--- Task to carry out ---
Put the lines from the start of the records through the line containing "box: [591, 272, 634, 304]", inclusive, into a numbered list, leaving out any blank lines.

========================================================================

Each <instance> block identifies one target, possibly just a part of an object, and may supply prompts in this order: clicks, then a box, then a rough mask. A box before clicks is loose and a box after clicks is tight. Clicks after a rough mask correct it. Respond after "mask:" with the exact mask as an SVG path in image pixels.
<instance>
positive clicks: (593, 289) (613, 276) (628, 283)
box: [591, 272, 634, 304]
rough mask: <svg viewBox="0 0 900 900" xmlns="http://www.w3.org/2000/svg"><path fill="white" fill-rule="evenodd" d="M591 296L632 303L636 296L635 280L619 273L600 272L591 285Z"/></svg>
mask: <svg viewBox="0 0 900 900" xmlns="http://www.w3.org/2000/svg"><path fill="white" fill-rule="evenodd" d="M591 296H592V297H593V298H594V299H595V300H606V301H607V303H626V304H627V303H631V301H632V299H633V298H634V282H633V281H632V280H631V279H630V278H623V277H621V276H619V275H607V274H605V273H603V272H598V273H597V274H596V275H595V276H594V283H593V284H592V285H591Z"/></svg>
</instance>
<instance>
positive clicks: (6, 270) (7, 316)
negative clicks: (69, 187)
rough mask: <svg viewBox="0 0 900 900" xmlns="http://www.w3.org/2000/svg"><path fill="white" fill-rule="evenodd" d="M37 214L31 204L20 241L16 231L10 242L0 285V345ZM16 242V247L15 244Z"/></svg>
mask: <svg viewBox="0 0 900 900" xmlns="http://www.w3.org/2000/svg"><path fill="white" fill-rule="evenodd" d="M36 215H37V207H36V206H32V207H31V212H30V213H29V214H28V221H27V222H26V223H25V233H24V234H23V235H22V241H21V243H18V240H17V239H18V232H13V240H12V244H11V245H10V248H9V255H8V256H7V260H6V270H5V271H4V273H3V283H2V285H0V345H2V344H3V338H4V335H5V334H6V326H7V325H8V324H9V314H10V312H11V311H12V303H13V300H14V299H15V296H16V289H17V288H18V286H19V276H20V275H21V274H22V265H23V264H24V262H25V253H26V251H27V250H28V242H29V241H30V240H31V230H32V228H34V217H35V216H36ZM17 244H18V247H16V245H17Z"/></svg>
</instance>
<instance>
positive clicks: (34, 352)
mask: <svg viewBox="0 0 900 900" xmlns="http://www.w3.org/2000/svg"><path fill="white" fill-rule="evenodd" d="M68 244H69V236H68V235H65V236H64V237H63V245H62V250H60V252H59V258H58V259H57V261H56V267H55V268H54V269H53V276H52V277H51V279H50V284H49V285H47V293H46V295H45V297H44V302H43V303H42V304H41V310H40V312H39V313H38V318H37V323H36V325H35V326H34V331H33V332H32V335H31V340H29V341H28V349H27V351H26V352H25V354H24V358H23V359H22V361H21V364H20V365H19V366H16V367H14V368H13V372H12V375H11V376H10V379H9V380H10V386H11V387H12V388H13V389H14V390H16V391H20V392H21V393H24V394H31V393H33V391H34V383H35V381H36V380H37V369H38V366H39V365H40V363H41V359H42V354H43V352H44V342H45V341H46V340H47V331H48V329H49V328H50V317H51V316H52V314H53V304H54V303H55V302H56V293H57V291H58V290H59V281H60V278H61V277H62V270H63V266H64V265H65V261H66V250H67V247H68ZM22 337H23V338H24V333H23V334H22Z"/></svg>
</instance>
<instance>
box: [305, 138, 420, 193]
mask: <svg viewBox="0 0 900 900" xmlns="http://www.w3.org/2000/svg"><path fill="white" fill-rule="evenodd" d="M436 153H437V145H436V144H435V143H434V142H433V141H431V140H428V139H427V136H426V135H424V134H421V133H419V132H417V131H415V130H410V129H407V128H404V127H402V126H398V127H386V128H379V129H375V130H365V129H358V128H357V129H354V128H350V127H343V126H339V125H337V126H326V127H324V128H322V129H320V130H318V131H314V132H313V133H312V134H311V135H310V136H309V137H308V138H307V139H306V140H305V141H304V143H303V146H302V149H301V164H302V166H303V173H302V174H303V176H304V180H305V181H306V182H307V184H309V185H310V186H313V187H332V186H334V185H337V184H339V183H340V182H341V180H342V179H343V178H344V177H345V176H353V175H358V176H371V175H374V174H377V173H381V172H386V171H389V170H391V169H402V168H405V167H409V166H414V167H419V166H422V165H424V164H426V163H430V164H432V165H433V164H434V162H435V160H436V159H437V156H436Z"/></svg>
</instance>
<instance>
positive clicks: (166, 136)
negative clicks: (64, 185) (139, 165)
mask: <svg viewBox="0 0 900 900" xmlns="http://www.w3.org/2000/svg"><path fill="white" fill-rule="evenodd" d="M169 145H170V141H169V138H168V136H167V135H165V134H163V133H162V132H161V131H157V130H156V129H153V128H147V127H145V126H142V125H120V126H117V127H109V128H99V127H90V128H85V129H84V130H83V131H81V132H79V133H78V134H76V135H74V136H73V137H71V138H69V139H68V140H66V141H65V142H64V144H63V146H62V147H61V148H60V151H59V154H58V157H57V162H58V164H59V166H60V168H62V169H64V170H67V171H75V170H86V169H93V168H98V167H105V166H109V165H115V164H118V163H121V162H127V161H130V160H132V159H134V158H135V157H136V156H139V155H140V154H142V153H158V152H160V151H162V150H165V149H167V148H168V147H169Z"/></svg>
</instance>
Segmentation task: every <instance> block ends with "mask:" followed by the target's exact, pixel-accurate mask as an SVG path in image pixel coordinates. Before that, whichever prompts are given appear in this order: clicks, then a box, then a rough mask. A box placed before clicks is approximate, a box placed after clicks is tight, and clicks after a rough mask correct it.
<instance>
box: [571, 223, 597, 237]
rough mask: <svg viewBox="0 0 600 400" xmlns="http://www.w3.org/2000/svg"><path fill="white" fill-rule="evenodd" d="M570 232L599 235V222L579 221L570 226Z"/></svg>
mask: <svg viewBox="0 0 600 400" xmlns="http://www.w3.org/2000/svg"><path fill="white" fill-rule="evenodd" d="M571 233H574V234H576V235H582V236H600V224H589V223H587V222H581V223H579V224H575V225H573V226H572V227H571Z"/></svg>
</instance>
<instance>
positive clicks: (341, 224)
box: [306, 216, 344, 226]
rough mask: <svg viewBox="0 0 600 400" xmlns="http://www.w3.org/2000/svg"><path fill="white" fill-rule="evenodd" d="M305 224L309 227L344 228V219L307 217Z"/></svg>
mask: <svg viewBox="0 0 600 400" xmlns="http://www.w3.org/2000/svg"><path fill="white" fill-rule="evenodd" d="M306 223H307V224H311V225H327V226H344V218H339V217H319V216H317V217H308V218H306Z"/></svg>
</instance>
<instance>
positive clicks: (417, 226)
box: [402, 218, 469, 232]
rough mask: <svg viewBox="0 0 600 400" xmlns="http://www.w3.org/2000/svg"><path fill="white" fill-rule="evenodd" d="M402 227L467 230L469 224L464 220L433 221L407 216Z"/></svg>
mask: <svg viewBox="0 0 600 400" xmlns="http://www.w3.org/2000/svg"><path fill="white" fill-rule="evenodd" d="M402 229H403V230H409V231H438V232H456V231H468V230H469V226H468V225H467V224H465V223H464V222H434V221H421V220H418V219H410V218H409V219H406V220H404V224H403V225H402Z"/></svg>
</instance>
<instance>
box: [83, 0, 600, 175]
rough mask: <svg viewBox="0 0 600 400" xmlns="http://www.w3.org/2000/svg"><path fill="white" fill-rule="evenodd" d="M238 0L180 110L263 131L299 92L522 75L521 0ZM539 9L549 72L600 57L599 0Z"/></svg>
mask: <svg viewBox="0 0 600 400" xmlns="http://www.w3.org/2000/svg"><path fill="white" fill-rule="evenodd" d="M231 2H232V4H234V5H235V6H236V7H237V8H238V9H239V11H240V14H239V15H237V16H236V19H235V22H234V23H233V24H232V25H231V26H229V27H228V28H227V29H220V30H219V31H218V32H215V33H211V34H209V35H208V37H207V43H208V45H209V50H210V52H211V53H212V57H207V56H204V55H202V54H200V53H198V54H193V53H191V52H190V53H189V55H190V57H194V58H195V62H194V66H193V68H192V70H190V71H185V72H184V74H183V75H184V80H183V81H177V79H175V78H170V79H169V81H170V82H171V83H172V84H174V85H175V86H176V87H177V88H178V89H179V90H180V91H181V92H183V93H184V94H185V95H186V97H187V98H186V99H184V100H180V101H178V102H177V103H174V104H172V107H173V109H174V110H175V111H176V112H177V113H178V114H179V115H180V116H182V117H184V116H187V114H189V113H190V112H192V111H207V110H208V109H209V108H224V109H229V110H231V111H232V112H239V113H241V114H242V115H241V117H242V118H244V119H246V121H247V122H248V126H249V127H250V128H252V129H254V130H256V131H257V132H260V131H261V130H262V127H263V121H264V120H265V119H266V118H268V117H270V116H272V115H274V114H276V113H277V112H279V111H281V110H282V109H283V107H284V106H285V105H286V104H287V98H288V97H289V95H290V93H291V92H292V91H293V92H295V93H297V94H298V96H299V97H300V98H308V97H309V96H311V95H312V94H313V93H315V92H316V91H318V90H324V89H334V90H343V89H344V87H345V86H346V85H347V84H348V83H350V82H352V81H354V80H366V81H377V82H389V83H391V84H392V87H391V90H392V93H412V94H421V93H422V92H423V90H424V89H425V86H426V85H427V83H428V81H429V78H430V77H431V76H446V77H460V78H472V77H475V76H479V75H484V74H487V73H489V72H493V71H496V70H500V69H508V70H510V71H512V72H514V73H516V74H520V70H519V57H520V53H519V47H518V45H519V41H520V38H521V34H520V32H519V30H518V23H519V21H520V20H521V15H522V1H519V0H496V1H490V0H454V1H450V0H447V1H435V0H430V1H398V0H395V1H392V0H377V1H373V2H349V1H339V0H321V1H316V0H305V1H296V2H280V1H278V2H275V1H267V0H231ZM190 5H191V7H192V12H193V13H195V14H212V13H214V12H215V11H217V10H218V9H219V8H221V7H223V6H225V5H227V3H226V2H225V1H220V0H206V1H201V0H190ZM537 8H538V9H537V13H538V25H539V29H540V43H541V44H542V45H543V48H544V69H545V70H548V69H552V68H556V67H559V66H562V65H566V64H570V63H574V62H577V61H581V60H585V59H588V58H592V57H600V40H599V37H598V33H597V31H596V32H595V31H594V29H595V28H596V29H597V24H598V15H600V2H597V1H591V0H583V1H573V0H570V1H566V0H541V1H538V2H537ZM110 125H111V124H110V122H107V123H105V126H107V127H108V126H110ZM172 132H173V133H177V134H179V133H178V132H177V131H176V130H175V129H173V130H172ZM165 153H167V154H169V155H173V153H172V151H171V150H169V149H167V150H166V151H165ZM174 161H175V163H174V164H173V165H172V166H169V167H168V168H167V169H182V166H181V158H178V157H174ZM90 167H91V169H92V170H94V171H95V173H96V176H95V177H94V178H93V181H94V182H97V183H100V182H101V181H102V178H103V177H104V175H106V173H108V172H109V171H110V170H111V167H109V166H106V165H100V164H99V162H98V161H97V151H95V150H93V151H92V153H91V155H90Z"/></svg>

========================================================================

--- Answer area ---
1. Each <instance> block identifies one target, possibly just a part of an object, and may supply prompts in this order: clicks, then a box, then a rough mask. A box before clicks is loose and a box after clicks is tight. Clicks after a rough mask correct it. Respond after "mask:" with the exact mask as an SVG path in image pixels.
2. <instance>
3. positive clicks: (593, 289) (613, 276) (628, 283)
4. box: [591, 272, 634, 304]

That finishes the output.